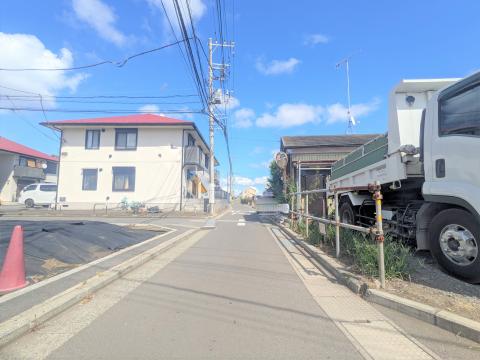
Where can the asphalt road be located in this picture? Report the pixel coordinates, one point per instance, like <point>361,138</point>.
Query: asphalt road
<point>241,290</point>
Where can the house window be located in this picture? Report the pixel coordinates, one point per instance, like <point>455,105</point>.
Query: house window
<point>48,188</point>
<point>24,161</point>
<point>123,178</point>
<point>126,139</point>
<point>51,168</point>
<point>90,177</point>
<point>92,139</point>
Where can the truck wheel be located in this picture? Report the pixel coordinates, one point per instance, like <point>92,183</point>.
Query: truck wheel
<point>346,213</point>
<point>454,237</point>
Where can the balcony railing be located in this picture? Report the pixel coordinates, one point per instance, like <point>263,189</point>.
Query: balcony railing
<point>28,172</point>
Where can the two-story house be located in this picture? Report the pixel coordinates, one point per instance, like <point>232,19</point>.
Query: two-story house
<point>145,158</point>
<point>20,166</point>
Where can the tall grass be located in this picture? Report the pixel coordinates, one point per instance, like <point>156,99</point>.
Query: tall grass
<point>361,249</point>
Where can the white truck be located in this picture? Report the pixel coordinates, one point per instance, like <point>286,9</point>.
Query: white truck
<point>428,165</point>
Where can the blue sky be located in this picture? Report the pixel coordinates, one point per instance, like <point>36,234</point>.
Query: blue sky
<point>285,81</point>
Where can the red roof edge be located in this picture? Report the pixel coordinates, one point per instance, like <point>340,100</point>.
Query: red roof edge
<point>16,148</point>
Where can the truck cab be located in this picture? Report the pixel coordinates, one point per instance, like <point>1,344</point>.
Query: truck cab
<point>451,162</point>
<point>428,165</point>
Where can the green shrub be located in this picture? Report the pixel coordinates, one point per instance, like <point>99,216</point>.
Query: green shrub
<point>361,249</point>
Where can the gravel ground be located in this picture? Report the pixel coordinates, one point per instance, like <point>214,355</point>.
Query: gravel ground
<point>429,285</point>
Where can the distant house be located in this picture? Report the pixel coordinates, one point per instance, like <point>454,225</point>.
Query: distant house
<point>151,159</point>
<point>20,166</point>
<point>248,195</point>
<point>313,157</point>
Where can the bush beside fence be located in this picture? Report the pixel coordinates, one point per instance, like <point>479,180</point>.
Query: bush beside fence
<point>359,249</point>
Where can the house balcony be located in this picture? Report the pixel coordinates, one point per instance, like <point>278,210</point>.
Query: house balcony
<point>194,156</point>
<point>27,172</point>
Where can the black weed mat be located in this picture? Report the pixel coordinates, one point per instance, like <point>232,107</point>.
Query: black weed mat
<point>52,247</point>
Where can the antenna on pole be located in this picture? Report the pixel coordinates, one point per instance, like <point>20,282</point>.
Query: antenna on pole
<point>351,120</point>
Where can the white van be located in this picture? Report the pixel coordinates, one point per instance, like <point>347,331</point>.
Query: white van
<point>38,194</point>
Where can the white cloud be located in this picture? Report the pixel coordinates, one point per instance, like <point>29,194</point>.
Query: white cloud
<point>257,150</point>
<point>315,39</point>
<point>339,112</point>
<point>260,165</point>
<point>101,17</point>
<point>197,11</point>
<point>288,115</point>
<point>27,51</point>
<point>243,118</point>
<point>149,109</point>
<point>276,67</point>
<point>246,181</point>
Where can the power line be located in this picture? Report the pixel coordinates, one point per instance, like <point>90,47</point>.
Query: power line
<point>14,110</point>
<point>116,63</point>
<point>109,102</point>
<point>112,111</point>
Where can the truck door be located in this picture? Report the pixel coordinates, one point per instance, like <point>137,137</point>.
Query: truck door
<point>452,145</point>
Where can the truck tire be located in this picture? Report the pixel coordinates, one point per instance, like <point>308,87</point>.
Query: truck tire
<point>346,213</point>
<point>454,237</point>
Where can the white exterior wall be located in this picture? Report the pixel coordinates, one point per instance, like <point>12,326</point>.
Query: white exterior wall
<point>8,185</point>
<point>157,161</point>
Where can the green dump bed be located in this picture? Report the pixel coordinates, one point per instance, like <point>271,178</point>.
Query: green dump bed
<point>368,154</point>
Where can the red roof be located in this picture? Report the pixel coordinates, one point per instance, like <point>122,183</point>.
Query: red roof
<point>139,119</point>
<point>13,147</point>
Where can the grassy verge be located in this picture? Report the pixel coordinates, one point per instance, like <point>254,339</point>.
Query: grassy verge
<point>360,249</point>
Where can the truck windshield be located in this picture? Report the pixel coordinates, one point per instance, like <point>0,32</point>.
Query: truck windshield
<point>460,113</point>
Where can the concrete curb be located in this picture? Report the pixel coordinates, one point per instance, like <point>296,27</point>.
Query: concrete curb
<point>446,320</point>
<point>22,323</point>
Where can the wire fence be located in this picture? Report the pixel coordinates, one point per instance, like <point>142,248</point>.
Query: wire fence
<point>299,210</point>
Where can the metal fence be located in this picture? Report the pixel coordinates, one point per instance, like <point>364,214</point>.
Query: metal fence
<point>376,230</point>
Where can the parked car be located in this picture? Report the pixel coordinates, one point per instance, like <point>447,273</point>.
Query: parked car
<point>38,194</point>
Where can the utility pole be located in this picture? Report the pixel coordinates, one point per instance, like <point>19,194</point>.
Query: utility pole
<point>351,119</point>
<point>211,195</point>
<point>212,101</point>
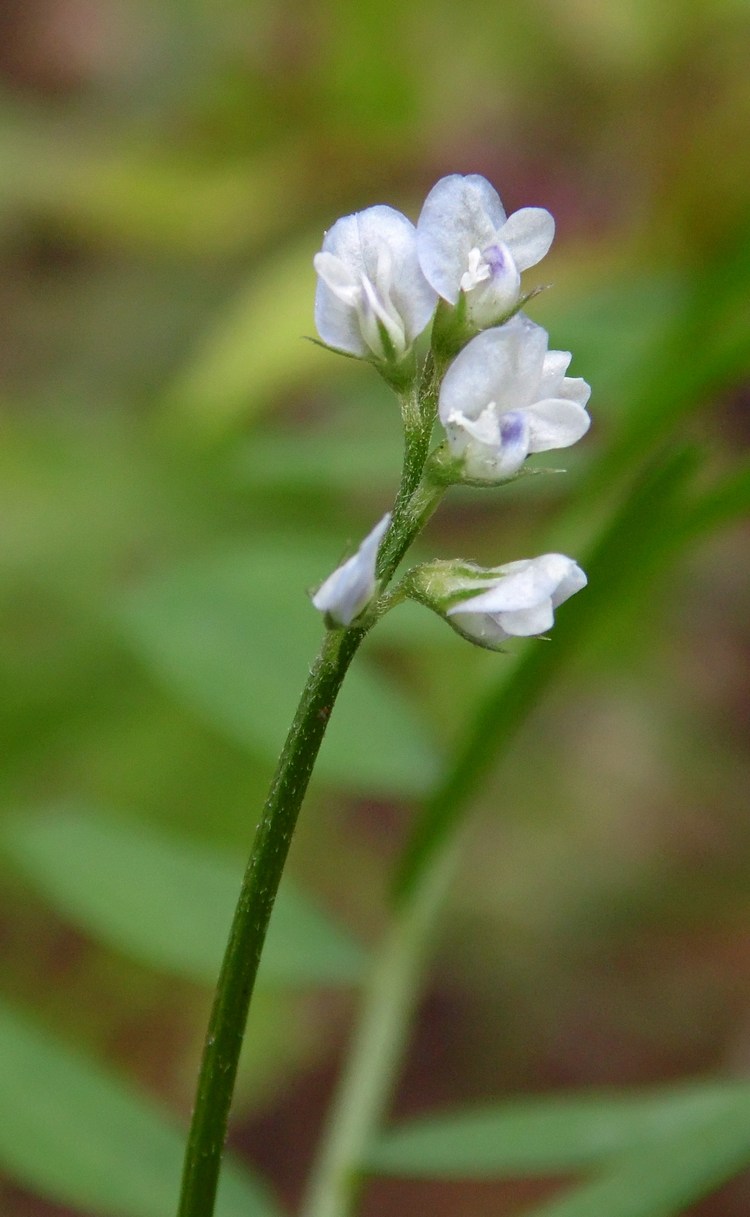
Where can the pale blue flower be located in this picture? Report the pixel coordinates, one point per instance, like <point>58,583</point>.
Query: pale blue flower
<point>466,244</point>
<point>373,299</point>
<point>348,590</point>
<point>519,600</point>
<point>507,396</point>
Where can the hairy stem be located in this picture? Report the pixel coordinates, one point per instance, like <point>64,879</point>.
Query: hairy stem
<point>269,851</point>
<point>252,914</point>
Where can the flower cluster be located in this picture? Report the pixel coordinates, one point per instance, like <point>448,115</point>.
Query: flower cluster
<point>502,394</point>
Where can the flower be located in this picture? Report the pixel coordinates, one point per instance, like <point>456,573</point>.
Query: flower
<point>466,244</point>
<point>373,298</point>
<point>348,590</point>
<point>507,396</point>
<point>488,605</point>
<point>521,600</point>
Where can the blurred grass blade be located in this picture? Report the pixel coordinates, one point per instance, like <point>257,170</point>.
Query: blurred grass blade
<point>78,1136</point>
<point>641,536</point>
<point>669,1176</point>
<point>168,902</point>
<point>257,351</point>
<point>233,635</point>
<point>722,505</point>
<point>532,1137</point>
<point>692,360</point>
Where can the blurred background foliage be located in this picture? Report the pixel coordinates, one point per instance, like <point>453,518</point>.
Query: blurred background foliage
<point>178,465</point>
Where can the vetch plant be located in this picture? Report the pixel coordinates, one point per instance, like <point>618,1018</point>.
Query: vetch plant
<point>469,250</point>
<point>499,396</point>
<point>505,397</point>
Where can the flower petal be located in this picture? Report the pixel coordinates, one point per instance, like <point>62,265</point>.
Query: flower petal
<point>460,214</point>
<point>521,584</point>
<point>526,622</point>
<point>382,230</point>
<point>480,628</point>
<point>529,234</point>
<point>555,424</point>
<point>375,248</point>
<point>351,587</point>
<point>501,365</point>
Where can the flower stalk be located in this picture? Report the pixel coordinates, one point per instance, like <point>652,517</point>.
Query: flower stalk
<point>501,394</point>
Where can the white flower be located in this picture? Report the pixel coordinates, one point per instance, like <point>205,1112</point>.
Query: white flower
<point>371,298</point>
<point>466,244</point>
<point>507,396</point>
<point>352,585</point>
<point>519,601</point>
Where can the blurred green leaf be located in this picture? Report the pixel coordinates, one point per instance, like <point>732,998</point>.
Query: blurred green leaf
<point>115,188</point>
<point>80,1137</point>
<point>638,540</point>
<point>257,349</point>
<point>234,634</point>
<point>554,1136</point>
<point>168,902</point>
<point>671,1173</point>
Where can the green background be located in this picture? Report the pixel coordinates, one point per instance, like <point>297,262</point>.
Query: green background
<point>178,466</point>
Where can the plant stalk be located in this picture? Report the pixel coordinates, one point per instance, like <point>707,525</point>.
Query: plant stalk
<point>252,914</point>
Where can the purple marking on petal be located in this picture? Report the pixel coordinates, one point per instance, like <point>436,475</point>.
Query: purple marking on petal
<point>496,259</point>
<point>513,428</point>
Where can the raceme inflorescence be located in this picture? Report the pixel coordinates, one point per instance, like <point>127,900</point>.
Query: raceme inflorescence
<point>490,380</point>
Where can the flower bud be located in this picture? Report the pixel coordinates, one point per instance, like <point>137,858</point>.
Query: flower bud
<point>350,589</point>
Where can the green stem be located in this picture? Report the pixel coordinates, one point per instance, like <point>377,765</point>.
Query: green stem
<point>252,914</point>
<point>268,857</point>
<point>375,1055</point>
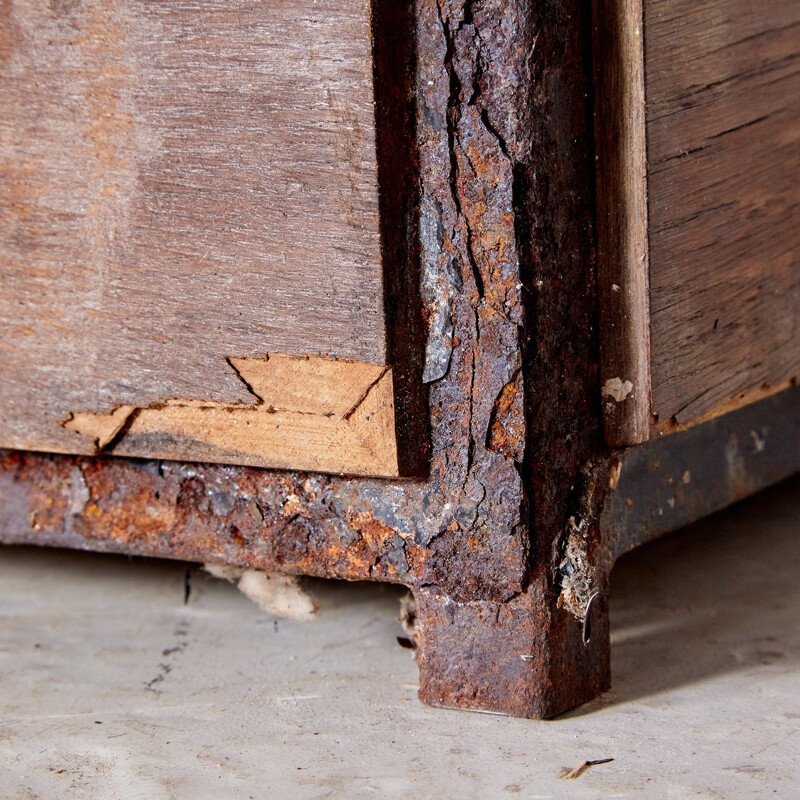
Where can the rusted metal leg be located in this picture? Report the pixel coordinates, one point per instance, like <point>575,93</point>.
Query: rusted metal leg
<point>525,657</point>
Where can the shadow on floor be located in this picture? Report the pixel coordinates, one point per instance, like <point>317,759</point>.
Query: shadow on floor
<point>719,596</point>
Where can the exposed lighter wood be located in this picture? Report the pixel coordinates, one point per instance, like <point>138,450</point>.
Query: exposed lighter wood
<point>181,181</point>
<point>622,220</point>
<point>314,413</point>
<point>723,126</point>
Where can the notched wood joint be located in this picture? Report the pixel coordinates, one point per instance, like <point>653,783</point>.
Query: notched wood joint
<point>309,412</point>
---
#### [Brief]
Return the span of lines in the data above that opens at the line with "Query: wire fence" and closes at the line with "Where can the utility", exactly, ends included, nothing else.

#### [Solution for this problem]
Query: wire fence
<point>299,210</point>
Where can the metal fence be located in this picture? Report the pixel coordinates, one point per instance, like <point>364,214</point>.
Query: metal fence
<point>376,230</point>
Where can the parked car be located in this picture? Report the pixel coordinates, one point per instance, like <point>447,273</point>.
Query: parked car
<point>38,194</point>
Where can the utility pole be located in this picture? Report the pixel coordinates, one point per instance, like <point>19,194</point>.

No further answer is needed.